## Given request
Print the full listing exactly.

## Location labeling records
---------------
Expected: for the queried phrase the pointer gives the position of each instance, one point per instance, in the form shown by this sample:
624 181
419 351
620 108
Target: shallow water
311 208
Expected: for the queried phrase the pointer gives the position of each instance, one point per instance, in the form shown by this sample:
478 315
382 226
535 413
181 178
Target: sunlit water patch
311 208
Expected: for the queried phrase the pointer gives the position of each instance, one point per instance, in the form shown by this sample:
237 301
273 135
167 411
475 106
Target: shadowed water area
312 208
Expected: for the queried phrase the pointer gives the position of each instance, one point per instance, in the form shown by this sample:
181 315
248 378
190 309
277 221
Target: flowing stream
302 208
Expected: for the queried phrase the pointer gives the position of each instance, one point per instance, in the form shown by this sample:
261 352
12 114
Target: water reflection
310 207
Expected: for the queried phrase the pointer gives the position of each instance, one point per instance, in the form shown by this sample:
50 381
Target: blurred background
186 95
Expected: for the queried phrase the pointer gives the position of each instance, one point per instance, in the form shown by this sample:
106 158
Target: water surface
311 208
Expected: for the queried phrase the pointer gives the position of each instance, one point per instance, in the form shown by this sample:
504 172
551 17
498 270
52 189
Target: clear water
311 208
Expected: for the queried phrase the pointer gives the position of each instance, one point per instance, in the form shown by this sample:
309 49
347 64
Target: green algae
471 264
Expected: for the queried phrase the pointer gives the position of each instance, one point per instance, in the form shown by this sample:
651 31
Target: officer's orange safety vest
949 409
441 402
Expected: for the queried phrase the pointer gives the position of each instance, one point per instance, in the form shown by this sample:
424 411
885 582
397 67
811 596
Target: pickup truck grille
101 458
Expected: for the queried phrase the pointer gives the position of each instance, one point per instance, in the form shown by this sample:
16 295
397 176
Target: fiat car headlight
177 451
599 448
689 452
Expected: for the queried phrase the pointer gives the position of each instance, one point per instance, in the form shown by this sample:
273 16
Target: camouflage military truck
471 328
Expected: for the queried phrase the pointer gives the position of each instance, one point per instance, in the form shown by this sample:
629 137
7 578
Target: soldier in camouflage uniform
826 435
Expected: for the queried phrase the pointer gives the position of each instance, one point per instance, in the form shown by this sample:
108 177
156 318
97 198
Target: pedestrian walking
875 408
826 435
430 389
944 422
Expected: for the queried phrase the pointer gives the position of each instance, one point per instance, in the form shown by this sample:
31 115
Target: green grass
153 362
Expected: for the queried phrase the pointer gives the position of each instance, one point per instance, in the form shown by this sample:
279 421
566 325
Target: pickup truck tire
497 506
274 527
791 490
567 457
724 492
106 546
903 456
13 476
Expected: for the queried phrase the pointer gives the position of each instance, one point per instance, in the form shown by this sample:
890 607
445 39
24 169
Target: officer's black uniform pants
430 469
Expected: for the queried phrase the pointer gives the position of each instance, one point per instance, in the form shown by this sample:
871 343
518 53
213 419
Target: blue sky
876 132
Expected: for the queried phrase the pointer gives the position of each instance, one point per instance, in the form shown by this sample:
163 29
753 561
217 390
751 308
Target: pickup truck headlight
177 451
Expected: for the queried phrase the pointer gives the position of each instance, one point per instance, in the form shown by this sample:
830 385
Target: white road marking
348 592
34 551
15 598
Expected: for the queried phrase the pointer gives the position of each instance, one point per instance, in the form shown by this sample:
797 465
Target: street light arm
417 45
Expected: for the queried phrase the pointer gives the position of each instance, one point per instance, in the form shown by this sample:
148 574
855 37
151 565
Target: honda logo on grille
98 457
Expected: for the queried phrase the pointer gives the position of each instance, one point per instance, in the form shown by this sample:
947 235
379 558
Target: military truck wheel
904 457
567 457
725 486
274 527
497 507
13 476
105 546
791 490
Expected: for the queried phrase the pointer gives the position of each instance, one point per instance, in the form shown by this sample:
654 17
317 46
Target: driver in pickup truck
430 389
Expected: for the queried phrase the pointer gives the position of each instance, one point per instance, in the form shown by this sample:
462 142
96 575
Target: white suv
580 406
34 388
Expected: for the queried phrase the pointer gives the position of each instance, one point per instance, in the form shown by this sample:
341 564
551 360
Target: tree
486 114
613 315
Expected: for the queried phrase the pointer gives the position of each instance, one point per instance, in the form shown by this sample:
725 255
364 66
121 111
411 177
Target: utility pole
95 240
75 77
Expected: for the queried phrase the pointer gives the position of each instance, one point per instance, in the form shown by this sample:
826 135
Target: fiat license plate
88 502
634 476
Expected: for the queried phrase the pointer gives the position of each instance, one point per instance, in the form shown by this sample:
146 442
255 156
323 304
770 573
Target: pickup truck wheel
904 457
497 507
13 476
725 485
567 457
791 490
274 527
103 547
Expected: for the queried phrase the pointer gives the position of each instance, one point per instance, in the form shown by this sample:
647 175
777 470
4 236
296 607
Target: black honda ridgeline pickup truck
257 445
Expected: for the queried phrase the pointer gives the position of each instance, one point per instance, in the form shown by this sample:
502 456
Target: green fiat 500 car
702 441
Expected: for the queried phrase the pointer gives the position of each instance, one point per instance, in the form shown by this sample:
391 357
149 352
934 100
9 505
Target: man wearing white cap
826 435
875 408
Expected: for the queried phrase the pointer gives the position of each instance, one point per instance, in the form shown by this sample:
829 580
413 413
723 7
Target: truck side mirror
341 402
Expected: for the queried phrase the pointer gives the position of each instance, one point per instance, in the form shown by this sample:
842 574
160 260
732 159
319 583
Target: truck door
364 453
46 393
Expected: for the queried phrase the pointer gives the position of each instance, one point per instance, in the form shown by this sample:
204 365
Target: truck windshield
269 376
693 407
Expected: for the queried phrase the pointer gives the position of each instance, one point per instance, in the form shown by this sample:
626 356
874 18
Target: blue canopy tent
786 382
---------------
## Full answer
Expected: for the queried phrase the pointer gives the position of each instance, one point per instance, in the form shown by this sample:
624 181
419 351
620 108
Target: shallow water
311 208
Expected: for the queried phrase the pointer gives the position of each instance, one point per instance, in the form shown by this sample:
478 315
382 226
535 413
181 178
Target: sunlit water patch
311 208
Expected: for the queried phrase the pointer gives the position of each instance, one point per instance, in the form shown by this sample:
237 301
273 135
167 411
475 106
Target: shadowed water area
312 208
Expected: for the queried phrase the pointer gives the position of each instance, one point per instance, in the form shown by this sample:
181 315
248 378
190 309
277 221
Target: flowing stream
302 208
Expected: for the queried phrase the pointer gives the position of each instance, one point per instance, in the form shown by this sample:
261 352
12 114
Target: water reflection
310 207
Expected: for the queried phrase the pointer gives the position of each instance, one point per instance, in the form shown by this sample:
50 381
Target: blurred background
186 95
Expected: for the queried phrase the pointer gives the position of each instance, one point per instance, in the form shown by this sample:
106 158
Target: water surface
311 208
Expected: for the queried phrase the pointer gives the position of each instance, one point per instance, in the form shown by this sample:
504 172
551 17
498 270
52 189
Target: clear water
311 208
Expected: for the queried phrase the pointer gives the position of each instance, one point per instance, in the form shown by this sample:
309 49
347 64
Target: green algae
471 264
Expected: for the queried phrase the pointer gives the position of each instance, one point per instance, in the form shown by this sample:
651 31
Target: officer's orange safety vest
949 409
441 402
Expected: for the queried phrase the pointer gives the position of each instance, one point per instance, in the form shown by this sample:
424 411
885 582
397 67
811 596
Target: pickup truck grille
101 458
Expected: for the queried phrase the pointer gives the position of each instance, one point per instance, in the form shown by this sample:
16 295
397 176
Target: fiat car headlight
177 451
599 448
689 452
Expected: for the queried phrase the pointer gives the position of each instance, one point per instance, in the form shown by this sample:
273 16
Target: camouflage military truck
471 328
Expected: for the queried phrase the pointer gives the position of each instance, one point per instance, in the form shown by this sample:
629 137
7 578
Target: soldier in camouflage uniform
826 435
Expected: for the queried phrase the pointer gives the position of each instance, one point per instance, in the form shown by this sample:
108 177
156 318
97 198
Target: pedestrian walking
875 408
826 435
430 389
944 422
Expected: for the queried phrase the pointer gives the position of each instance, one point per instance, in the form shown by this sample:
31 115
Target: green grass
153 362
Expected: for the queried phrase the pointer gives the position of each instance, one point per instance, in the form shown by this sample:
279 421
566 325
Target: pickup truck tire
497 506
274 527
791 490
567 457
724 492
106 546
903 456
13 476
Expected: for the queried phrase the pointer gives the position of each instance, one point per instance, in the form shown by this sample:
890 607
445 39
24 169
Target: officer's black uniform pants
430 469
Expected: for the queried phrase the pointer gives the position of each instance, one point per instance, in the form shown by this sample:
871 343
518 53
213 419
Target: blue sky
876 132
Expected: for the queried phrase the pointer gives the position of each instance, one point per instance, in the form shown by this sample:
163 29
753 561
217 390
751 308
Target: pickup truck headlight
177 451
Expected: for the queried phrase the pointer gives the position of each instance, one point per instance, in the form shown by this sample:
830 385
Target: white road marking
348 592
34 551
15 598
Expected: for the queried phrase the pointer gives the position of each instance, one point per instance, in the form shown by this sample:
797 465
Target: street light arm
417 45
Expected: for the queried phrase the pointer gives the position of each instance, one point per instance, in the form shown by this sample:
148 574
855 37
151 565
Target: honda logo on grille
98 457
Expected: for the queried phrase the pointer gives the position of each instance, one point per instance, in the form shown by this sample:
947 235
379 558
Target: military truck wheel
904 457
567 457
725 486
274 527
497 507
13 476
105 546
791 490
Expected: for the queried phrase the pointer gives the position of each instance, one point per instance, in the form shown by this sample:
654 17
317 46
Target: driver in pickup truck
430 389
Expected: for the queried phrase the pointer gives the position of each instance, one point per instance, in the form shown by this sample:
462 142
96 575
Target: white suv
580 406
34 388
Expected: for the queried phrase the pointer gives the position of each instance, one point per instance, in the form shown by this sample:
341 564
551 360
Target: tree
486 114
613 315
Expected: for the queried phrase the pointer gives the position of each instance, one point per instance, in the form shown by this sample:
725 255
364 66
121 111
411 177
Target: utility pole
95 240
75 77
Expected: for the queried phrase the pointer gives the position of each instance, one point per instance, in the form shown by this sample:
826 135
Target: fiat license plate
88 502
634 476
Expected: for the queried phrase the pointer gives the position of each instance, one point per instance, in the form shown by this sample:
146 442
255 156
323 304
770 573
Target: pickup truck wheel
904 457
497 507
13 476
725 485
567 457
791 490
274 527
103 547
Expected: for the queried phrase the pointer gives the position of each instance, one point per instance, in the form shown by this sample:
647 175
777 470
4 236
296 607
Target: black honda ridgeline pickup truck
257 445
Expected: for the queried phrase the pointer gives the position of each instance, one point per instance, in the form shown by this sample:
502 456
Target: green fiat 500 car
702 441
Expected: for the queried phrase the pointer gives the position of each instance, one point per instance, in the form shown by this sample:
391 357
149 352
934 100
9 505
Target: man wearing white cap
826 435
875 408
Expected: for the queried phrase the pointer gives the position of each instance, one point per instance, in the form shown by this sample:
829 580
413 413
723 7
Target: truck side mirror
341 402
Expected: for the queried phrase the pointer gives the position of each instance, one point per instance, in the form shown by this sample:
842 574
160 260
732 159
319 583
Target: truck door
364 453
46 393
Expected: for the queried phrase the pointer gives the position of each instance, one point per instance, in the form shown by this sample:
204 365
Target: truck windshield
269 376
693 407
Expected: for the queried phrase the pointer gives the position of each instance, one point per instance, in the form shown by this sample:
626 356
874 18
Target: blue canopy tent
786 382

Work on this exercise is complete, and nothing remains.